= Problem to solve =
Using the material that follows, output exactly the lines from the one containing "289L247 295L249 260L243" through the one containing "positive clicks: (242, 262)", with both ends kept.

= Records provided =
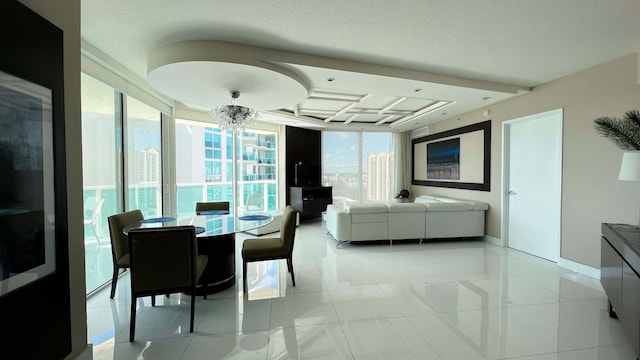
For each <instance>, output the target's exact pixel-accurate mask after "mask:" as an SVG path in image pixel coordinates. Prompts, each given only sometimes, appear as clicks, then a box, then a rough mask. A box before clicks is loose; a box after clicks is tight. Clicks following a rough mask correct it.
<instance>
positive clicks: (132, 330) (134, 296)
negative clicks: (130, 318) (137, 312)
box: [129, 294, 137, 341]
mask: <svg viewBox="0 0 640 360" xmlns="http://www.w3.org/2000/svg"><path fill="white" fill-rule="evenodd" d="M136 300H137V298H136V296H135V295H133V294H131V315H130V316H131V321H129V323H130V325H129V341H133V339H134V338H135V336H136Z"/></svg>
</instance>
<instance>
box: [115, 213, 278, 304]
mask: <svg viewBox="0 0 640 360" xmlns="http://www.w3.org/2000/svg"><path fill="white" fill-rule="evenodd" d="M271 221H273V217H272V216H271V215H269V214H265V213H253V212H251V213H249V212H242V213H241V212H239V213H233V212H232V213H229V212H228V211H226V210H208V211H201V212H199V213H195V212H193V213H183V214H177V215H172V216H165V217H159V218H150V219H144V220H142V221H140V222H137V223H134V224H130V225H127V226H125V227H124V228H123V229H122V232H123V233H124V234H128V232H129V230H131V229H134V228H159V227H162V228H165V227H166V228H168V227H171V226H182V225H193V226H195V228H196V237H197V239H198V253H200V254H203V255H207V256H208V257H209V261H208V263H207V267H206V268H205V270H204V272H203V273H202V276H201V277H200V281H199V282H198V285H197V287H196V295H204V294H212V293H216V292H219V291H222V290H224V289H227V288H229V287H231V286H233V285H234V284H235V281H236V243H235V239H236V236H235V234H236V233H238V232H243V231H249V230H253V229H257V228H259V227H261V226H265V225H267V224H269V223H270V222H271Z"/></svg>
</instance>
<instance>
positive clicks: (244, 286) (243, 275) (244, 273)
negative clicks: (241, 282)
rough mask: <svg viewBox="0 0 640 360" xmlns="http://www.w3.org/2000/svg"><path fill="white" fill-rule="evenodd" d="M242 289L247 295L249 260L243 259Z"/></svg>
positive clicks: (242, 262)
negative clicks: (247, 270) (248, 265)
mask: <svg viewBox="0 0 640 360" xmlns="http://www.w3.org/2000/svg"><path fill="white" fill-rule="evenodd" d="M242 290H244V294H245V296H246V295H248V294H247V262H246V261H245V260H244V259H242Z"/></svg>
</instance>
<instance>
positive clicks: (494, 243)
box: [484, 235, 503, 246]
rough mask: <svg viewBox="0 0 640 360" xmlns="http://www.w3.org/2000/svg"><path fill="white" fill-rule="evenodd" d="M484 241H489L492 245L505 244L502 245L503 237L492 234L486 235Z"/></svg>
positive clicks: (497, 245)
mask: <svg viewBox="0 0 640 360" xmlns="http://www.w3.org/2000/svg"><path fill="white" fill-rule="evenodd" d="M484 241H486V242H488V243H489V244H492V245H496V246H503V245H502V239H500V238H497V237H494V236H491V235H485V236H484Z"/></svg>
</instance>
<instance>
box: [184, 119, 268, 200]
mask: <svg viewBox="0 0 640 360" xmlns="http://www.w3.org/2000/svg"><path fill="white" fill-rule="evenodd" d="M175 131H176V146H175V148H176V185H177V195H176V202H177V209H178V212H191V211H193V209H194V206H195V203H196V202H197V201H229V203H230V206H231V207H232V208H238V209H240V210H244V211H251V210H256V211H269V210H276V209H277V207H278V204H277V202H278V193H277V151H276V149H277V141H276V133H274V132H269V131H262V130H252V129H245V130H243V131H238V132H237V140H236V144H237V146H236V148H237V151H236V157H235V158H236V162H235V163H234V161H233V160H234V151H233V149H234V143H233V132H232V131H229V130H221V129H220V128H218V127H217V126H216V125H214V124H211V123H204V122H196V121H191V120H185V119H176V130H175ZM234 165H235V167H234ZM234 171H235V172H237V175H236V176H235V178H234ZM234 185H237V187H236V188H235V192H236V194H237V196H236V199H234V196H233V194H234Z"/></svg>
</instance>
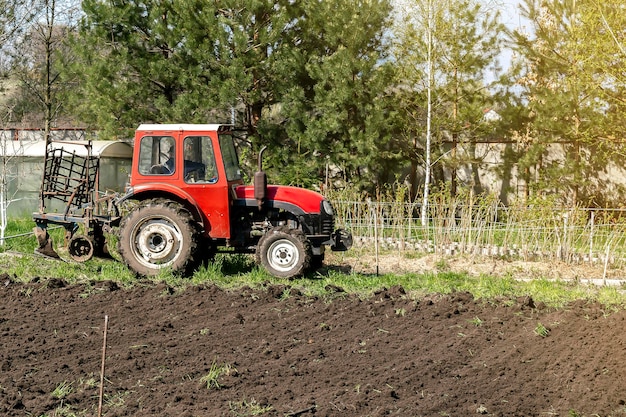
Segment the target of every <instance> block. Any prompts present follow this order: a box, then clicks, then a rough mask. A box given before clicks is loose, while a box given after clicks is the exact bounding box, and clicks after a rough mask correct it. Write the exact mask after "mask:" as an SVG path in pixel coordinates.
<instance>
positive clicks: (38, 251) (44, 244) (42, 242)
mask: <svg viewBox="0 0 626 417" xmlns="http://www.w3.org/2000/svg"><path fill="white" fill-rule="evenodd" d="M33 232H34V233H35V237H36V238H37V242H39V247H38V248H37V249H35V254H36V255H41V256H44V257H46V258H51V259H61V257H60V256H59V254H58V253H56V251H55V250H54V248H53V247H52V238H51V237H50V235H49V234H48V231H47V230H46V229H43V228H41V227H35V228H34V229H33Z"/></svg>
...
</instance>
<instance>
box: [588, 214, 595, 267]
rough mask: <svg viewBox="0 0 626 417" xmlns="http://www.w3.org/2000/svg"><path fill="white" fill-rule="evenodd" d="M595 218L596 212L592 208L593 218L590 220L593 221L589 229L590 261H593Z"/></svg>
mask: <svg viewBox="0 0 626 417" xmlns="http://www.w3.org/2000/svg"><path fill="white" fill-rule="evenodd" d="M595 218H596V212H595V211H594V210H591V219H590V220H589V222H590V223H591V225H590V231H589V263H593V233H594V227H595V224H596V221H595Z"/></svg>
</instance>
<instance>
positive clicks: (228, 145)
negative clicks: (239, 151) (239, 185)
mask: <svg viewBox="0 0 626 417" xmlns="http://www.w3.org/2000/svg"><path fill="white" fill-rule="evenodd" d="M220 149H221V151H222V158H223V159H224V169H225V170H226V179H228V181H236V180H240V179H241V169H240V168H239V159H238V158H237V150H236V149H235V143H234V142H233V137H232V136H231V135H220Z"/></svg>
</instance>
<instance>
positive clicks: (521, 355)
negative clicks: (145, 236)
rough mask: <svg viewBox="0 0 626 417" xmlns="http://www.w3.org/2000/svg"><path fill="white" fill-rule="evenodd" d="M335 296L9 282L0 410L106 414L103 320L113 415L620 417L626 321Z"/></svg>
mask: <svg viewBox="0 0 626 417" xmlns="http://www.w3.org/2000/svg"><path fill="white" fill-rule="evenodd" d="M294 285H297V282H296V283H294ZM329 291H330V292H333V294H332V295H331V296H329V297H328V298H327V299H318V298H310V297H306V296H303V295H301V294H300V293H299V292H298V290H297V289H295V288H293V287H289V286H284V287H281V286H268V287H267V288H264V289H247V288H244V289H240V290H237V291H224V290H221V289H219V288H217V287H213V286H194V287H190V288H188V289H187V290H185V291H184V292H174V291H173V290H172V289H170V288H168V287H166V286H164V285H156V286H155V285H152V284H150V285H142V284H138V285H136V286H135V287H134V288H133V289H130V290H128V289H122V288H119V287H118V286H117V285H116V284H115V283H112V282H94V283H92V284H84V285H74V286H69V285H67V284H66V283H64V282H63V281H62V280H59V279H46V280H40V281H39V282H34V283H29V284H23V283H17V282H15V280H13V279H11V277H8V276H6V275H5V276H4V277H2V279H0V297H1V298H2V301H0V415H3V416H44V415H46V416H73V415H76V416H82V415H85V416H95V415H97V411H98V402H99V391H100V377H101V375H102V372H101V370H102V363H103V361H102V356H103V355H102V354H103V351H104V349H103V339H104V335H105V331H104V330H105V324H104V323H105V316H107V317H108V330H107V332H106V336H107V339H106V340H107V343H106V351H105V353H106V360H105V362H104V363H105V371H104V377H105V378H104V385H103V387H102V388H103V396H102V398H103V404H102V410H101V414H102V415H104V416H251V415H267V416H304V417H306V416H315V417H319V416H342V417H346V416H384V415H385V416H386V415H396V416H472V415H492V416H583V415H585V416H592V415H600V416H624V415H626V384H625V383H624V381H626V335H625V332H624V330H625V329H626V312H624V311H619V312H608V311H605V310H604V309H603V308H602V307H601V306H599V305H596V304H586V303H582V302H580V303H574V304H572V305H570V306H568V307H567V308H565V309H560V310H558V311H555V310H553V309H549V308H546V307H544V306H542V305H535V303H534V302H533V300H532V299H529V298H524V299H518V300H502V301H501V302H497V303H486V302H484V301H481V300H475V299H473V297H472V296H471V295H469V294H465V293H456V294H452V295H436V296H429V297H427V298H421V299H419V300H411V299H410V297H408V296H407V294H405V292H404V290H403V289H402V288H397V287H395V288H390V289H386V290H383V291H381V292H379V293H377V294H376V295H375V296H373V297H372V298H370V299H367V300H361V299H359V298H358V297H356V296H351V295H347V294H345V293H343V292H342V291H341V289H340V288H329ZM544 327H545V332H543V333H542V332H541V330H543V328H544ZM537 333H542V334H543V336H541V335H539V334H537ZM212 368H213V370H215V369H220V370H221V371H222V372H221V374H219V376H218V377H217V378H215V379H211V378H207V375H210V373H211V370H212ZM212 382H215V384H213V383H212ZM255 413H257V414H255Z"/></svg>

= Written reply =
rough mask: <svg viewBox="0 0 640 360" xmlns="http://www.w3.org/2000/svg"><path fill="white" fill-rule="evenodd" d="M242 289L247 295L249 260L243 259Z"/></svg>
positive clicks: (242, 262)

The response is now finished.